Dora B. Montefiore, New Age July 1905

Interests

The voice of the working women.


Source: New Age, p. 474, 27 July 1905;
Transcribed: by Ted Crawford.


Being in the country this month, I could not attend the meeting at the Caxton Hall of Working Women, who came to Westminster to voice to the Premier and the leader of the Opposition the appalling misery being caused by want of employment amongst those who, in the greatest and richest empire of the day, are denied both work and food. But I have just been hearing a graphic account of the proceedings from a friend, Mrs. Stanbury, who was on the platform at Caxton Hall, and spoke; reminding her audience most opportunely that though men could be from time to time touched emotionally by the spectacle of starving women with babes in their arms, yet they could not be roused to do justice to women, and lift them out of their present state of helplessness and dependence, by giving them the weapon they need for defending their industrial and social interests – the Parliamentary vote. All honour to George Lansbury and A.A. Watts, the two moving spirits on the Poplar Board of Guardians, for so successfully piloting Mrs. Spinks, Mrs. Tayler, and the other representatives of the thousands of starving women with babies in their arms, into the very presence of our dilettante Prime Minister, and for bringing him once in his life face to face with the realities in the lives of the real workers. “I know,” said Mr. Balfour to Mrs. Tayler, the spokeswoman, a typical English working woman, in black skirt, print blouse, and shabby black bonnet, “how much suffering – undeserved suffering – there is.” “I do not think you do, sir,” bravely interrupted Mrs. Tayler. “No,” he was obliged to admit. “Perhaps none of us have enough

imagination to know all. But I do know something of it.” When Marie Antoinette was told the people had no bread she remarked: “Why do not they eat cake?” And Marie Antoinette suffered even to the bitter end for her lack of imagination. Let Mr. Balfour and the other “well-fed beasts” who are chafing for their freedom from legislative duties on August 12th, look to it that “the suffering, the undeserved suffering,” which their tenure of office has so largely increased, does not some day rise in red fury and sweep away those who have not enough imagination to know all.

A Society for the Prevention of Cruelty to Wives.
================
ACTIVITY 1
Copy out the records from their first line through the line containing "positive clicks: (442, 915) (445, 920)", including both.
The records that follow are unrelated to the article.

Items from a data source
================
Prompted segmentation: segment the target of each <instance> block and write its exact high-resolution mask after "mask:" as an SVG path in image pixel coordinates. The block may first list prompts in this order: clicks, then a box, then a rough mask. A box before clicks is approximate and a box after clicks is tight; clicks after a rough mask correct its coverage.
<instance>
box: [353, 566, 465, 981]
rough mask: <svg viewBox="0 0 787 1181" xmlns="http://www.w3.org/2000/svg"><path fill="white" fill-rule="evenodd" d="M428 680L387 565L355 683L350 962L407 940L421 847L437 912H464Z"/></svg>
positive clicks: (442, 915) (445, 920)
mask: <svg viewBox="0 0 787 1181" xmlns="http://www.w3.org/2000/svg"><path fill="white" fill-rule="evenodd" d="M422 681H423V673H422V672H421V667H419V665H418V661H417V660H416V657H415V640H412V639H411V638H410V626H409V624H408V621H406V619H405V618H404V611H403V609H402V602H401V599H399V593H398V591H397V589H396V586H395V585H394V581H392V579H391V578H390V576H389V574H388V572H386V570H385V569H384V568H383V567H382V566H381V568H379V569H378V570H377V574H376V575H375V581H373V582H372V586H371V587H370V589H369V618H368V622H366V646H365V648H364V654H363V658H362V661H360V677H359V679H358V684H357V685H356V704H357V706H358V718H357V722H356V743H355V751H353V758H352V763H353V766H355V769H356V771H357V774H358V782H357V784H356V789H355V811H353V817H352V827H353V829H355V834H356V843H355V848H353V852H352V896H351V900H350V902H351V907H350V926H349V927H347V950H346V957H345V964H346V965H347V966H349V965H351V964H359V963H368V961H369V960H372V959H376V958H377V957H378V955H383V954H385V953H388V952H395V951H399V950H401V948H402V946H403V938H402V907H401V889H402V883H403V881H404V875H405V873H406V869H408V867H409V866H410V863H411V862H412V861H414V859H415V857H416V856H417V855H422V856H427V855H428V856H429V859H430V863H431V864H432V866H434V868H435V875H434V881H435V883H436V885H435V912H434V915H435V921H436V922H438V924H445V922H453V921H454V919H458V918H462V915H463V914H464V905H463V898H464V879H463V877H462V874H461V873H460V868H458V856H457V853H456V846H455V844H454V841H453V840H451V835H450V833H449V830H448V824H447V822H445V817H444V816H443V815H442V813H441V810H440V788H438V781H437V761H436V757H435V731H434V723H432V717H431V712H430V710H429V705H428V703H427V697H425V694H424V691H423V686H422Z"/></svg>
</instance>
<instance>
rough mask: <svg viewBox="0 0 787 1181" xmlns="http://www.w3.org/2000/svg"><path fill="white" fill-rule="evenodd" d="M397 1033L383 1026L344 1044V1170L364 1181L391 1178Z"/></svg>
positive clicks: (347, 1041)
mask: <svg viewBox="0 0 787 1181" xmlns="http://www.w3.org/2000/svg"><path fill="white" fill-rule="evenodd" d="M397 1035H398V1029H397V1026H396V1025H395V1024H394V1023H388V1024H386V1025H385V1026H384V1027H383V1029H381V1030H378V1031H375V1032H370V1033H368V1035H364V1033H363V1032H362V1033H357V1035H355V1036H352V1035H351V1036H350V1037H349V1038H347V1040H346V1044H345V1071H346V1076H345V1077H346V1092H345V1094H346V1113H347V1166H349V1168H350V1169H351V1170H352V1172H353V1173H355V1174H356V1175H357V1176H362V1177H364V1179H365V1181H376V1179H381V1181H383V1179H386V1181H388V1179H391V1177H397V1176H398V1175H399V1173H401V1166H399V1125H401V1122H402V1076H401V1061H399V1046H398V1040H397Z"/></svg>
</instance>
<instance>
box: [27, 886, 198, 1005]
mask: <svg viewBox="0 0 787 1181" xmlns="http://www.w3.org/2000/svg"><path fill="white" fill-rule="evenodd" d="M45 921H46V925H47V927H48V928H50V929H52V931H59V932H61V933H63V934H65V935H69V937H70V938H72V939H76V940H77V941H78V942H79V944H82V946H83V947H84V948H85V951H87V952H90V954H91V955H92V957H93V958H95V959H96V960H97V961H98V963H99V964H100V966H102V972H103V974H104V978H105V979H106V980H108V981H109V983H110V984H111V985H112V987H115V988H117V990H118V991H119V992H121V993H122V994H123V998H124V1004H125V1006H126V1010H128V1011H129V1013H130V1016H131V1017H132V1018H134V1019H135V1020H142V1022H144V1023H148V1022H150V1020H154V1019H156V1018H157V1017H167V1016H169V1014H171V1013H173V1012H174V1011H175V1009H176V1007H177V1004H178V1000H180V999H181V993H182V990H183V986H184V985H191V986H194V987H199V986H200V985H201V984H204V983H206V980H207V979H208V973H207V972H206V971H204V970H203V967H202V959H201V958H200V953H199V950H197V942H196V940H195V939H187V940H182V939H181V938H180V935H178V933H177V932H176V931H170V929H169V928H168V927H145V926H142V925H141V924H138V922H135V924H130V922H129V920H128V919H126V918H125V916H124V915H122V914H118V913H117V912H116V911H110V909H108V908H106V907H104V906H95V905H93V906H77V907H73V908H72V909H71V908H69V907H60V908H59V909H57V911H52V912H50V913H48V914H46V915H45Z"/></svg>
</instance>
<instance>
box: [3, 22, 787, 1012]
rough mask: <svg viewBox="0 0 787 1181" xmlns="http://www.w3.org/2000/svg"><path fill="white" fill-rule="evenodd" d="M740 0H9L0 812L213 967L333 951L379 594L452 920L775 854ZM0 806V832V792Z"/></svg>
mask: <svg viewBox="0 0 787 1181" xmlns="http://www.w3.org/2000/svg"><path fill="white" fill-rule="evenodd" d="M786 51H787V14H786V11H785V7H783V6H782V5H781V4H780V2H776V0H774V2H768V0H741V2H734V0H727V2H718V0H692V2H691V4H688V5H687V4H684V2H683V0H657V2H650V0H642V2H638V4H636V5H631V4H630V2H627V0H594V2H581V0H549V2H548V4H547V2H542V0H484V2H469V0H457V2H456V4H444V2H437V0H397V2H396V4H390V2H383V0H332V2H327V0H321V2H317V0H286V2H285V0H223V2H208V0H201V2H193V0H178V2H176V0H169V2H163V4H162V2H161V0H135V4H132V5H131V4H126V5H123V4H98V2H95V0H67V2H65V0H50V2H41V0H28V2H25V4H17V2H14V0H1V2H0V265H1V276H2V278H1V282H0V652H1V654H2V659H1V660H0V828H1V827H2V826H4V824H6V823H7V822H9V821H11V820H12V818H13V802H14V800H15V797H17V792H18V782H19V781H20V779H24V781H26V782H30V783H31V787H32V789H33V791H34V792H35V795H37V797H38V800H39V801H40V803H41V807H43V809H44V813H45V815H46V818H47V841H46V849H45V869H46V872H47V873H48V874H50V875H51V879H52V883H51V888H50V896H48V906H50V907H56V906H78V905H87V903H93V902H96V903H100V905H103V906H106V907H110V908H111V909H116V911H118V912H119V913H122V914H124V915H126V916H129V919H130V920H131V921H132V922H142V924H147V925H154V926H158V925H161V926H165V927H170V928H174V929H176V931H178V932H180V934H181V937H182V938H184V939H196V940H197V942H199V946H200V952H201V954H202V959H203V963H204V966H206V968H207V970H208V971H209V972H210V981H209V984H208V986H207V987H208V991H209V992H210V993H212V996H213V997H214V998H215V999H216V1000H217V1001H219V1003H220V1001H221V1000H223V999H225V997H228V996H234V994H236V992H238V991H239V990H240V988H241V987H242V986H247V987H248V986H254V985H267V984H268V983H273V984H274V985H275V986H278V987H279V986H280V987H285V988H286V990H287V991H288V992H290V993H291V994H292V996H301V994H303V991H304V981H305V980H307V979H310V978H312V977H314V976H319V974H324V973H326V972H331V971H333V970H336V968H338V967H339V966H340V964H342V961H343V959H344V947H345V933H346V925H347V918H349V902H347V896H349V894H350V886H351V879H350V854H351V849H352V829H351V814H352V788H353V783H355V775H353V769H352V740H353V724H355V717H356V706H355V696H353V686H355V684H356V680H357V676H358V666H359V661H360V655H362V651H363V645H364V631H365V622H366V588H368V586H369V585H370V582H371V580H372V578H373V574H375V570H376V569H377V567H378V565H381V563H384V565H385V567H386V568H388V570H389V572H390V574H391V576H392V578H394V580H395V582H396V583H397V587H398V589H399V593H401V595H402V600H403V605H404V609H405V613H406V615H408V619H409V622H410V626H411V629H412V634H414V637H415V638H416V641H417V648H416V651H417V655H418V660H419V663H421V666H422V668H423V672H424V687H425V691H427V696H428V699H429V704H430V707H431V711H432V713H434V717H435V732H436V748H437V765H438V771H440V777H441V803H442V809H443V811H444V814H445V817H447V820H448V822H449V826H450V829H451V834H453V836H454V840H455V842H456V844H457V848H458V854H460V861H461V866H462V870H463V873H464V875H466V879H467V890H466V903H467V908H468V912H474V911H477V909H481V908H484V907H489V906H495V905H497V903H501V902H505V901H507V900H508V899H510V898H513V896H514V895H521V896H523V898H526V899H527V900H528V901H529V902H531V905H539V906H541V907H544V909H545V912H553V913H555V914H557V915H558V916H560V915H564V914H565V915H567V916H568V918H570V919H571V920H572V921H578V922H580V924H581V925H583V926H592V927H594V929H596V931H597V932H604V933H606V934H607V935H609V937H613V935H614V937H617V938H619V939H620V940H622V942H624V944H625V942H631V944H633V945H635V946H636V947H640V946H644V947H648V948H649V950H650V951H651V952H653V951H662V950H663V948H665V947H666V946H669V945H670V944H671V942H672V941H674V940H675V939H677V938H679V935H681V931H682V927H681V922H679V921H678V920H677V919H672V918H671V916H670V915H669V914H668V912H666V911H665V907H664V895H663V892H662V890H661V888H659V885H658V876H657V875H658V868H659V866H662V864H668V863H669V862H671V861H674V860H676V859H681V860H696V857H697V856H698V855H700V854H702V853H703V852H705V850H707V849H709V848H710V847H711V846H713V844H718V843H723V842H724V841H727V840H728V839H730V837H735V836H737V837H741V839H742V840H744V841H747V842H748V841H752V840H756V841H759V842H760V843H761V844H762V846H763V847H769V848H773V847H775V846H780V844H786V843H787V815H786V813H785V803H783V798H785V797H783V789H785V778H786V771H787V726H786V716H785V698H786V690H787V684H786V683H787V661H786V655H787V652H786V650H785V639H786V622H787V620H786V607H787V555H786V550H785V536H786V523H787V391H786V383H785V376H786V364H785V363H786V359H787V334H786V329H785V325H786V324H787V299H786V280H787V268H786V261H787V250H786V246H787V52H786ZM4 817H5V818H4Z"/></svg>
================
ACTIVITY 2
According to the article on working women, who were the two moving spirits on the Poplar Board of Guardians?

TASK ANSWER 1
Prompted segmentation: segment the target of each <instance> block and write its exact high-resolution mask after "mask:" as an SVG path in image pixel coordinates. The block may first list prompts in this order: clicks, then a box, then a rough mask. A box before clicks is approximate and a box after clicks is tight; clicks after a rough mask correct its coverage.
<instance>
box: [353, 566, 465, 981]
rough mask: <svg viewBox="0 0 787 1181" xmlns="http://www.w3.org/2000/svg"><path fill="white" fill-rule="evenodd" d="M428 680L387 565L355 683L350 962L407 940L421 847L437 912H464Z"/></svg>
positive clicks: (442, 915) (445, 920)

TASK ANSWER 2
George Lansbury and A.A. Watts.